Required action: Sum up the passage on U.S.-China trade in two sentences.

Unexpectedly Intriguing!
08 April 2026
Brown cardboard ampersand concrete statue inside an intermodal container photo by Jan Baborák on Unsplash - https://unsplash.com/photos/brown-ampersand-concrete-statue-inside-an-intermodal-container-ZKOwF_J-3rw

The United States' top export to China is soybeans. That's why the news the U.S. and China had struck a trade deal at the end of October 2025 was so exciting, because it came with a commitment from China to buy 12 million metric tons of U.S.-grown soybeans.

China's soybean buyers completed their purchases before the end of 2025, the bulk of which were exported in December 2025 and January 2026. But instead of giving a large boost to trade between the two nations, that increase in exports only delivered a small increase over the November 2025 low, with the boost offset by the falling level of trade of other goods.

In February 2026, the boost from the negotiated soybean sales to China ended and the combined value of goods exchanged between the U.S. and China fell to $26.9 billion. That level falls below the 2020 Coronavirus Pandemic low for this data series.

The following chart shows that negative data trend for the monthly value of trade between the U.S. and China.

Given information:
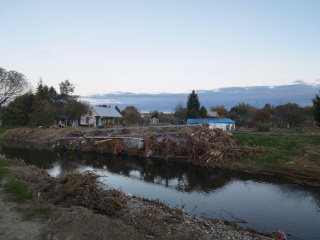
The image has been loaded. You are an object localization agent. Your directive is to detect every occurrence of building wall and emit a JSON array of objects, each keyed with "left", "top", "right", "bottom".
[{"left": 209, "top": 123, "right": 235, "bottom": 131}]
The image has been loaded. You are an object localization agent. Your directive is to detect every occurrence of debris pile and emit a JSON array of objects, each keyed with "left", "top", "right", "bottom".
[
  {"left": 56, "top": 125, "right": 261, "bottom": 167},
  {"left": 41, "top": 172, "right": 126, "bottom": 217}
]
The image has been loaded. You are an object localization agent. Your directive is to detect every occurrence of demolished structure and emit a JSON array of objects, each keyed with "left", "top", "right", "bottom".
[{"left": 55, "top": 124, "right": 260, "bottom": 167}]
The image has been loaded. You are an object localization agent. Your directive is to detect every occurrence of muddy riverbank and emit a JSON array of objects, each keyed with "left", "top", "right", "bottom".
[
  {"left": 0, "top": 159, "right": 278, "bottom": 240},
  {"left": 0, "top": 126, "right": 320, "bottom": 186}
]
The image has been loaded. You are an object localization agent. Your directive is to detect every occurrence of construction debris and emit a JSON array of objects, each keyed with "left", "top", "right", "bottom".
[{"left": 55, "top": 125, "right": 262, "bottom": 167}]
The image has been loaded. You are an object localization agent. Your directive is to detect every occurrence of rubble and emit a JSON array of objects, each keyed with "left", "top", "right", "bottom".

Answer box: At the end of October 2025, the U.S. and China struck a trade deal in which China committed to buy 12 million metric tons of U.S.-grown soybeans, the top U.S. export to China. Those shipments, mostly in December 2025 and January 2026, gave only a small lift over the November 2025 low because trade in other goods fell, and once the soybean boost ended in February 2026, U.S.-China goods trade dropped to $26.9 billion, below the 2020 Coronavirus Pandemic low for this data series.